=== PROVIDED PASSAGE ===
Updated: Oct 31, 2019
I seek the Grail!
This is my one of my favourite topics regarding guitar technique. If it's not one of yours, I'd say it should be! Here's the first in what may well end up being an extensive series of posts dealing with the topic of finger independence for guitarists.
First the bad news; unless you're one of the lucky ones (I'm not and neither are most), you probably don't naturally have what it takes to be a guitar great. I'm not talking about any lack of desire or dedication on your part, or referring to the almost universal struggle to find practice time these days and certainly not to what's often considered musical "talent" on the mental side of things, which I believe anyone can develop.
I'm talking about physical mechanics, plain and simple. Your hands and fingers are the most important tools of the trade. If they're up to the job, learning songs is easy. Otherwise, expect frustration and heartache if what's standing in your way is a lack of finger independence. It may take a while, but when you're ready, you'll know where to start looking for answers.
Common knowledge can lead you astray
From the first things we try as a beginner, issues of finger independence are constantly staring us in the face. The further into our guitar playing we get, the tougher the problems become, and most end up looking for help. Sooner or later you'll come across the wisdom explaining that the key to improving at guitar is developing finger independence. Not many would disagree with this, and it may also seem at first glance that there's a consensus on how to achieve it, namely take a particular type of pattern and repeat it until it has the desired effect!
A quick Google search for "finger independence guitar" brings up thousands of pages on the subject.
Take a look by clicking the image here.
The method most commonly proposed to develop finger independence is the use of "spider exercises". The suggestion is usually to spend a certain amount of time each day repeating chromatic (one fret at a time) patterns with the left hand. In the video below I run through the standard approach and add a few ideas of my own as to how best approach this sort of challenge.
Spider exercises - Do they work?
=== GIVEN DATA ===
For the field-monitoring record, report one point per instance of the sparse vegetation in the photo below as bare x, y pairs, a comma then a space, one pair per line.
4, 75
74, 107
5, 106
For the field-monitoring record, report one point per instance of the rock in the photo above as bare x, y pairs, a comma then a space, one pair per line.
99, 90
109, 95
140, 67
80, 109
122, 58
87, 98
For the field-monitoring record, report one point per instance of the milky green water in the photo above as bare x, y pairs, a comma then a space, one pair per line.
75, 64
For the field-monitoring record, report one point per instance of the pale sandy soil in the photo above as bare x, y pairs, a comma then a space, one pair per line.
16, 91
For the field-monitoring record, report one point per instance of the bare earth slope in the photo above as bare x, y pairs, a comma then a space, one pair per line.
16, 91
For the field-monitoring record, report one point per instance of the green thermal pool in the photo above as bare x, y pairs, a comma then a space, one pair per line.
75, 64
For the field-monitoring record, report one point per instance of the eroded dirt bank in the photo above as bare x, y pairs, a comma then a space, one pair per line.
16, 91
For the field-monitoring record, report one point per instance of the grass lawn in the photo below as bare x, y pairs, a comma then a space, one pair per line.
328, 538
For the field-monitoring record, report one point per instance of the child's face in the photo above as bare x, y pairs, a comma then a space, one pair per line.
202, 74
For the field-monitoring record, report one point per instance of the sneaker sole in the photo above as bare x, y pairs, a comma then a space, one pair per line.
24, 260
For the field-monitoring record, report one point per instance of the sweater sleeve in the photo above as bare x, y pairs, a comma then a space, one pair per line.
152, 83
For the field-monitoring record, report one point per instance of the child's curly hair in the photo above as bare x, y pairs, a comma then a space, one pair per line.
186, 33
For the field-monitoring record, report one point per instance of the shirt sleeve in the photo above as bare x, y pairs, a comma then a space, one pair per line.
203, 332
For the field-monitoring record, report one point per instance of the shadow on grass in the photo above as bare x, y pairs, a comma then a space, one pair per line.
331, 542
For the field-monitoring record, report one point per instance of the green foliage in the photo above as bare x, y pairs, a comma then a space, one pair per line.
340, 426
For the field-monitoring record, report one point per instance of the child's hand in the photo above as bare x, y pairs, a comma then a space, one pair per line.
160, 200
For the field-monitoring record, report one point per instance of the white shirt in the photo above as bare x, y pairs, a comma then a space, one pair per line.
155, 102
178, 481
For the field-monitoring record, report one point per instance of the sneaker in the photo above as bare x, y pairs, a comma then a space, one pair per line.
===
* WHAT THIS EXERCISE ASKS
[1] Copy out the lines of the listing word for word, from the line containing "the child's hand" down to the end of the listing.
[2] Continue the post on finger independence for guitarists, starting right after its last line.

* FINAL ANSWERS
[1]
For the field-monitoring record, report one point per instance of the child's hand in the photo above as bare x, y pairs, a comma then a space, one pair per line.
160, 200
For the field-monitoring record, report one point per instance of the white shirt in the photo above as bare x, y pairs, a comma then a space, one pair per line.
155, 102
178, 481
For the field-monitoring record, report one point per instance of the sneaker in the photo above as bare x, y pairs, a comma then a space, one pair per line.

[2]
Yes and no. Like anything on guitar, if you've never tried them before there's undoubtedly benefit to be had from getting stuck into the hard work of learning something new. The red light halting progress usually appears when you've become fully familiar with the new pattern and wind up endlessly repeating it, but only to a level you are stuck dead at. At this point there's most likely no further improvement to be had. however much you repeat the "exercise" in the hope of getting better.
As ever, learning to understand where your problems lie, and coming up with methods to deal with those problems are the two major parts of the solution.
My initial recommendation is the same as always ... "benchmark" (measure) your progress. If you're not familiar with this concept, take a look at my primer How Good is Your Technique? Then try "benchmarking" yourself on a few spider patterns.
The free download "BPM", sent to all subscribers, includes a benchmarking sheet (track your top speeds) containing the spider patterns I use in the video above. This download also contains similar printouts for all the other investgations on this blog.
By monitoring your top speeds on these over time, you'll be able to see when you've stopped improving at them. This will move you away from wasting time on ineffective repetition, and push you to look for new ways to improve.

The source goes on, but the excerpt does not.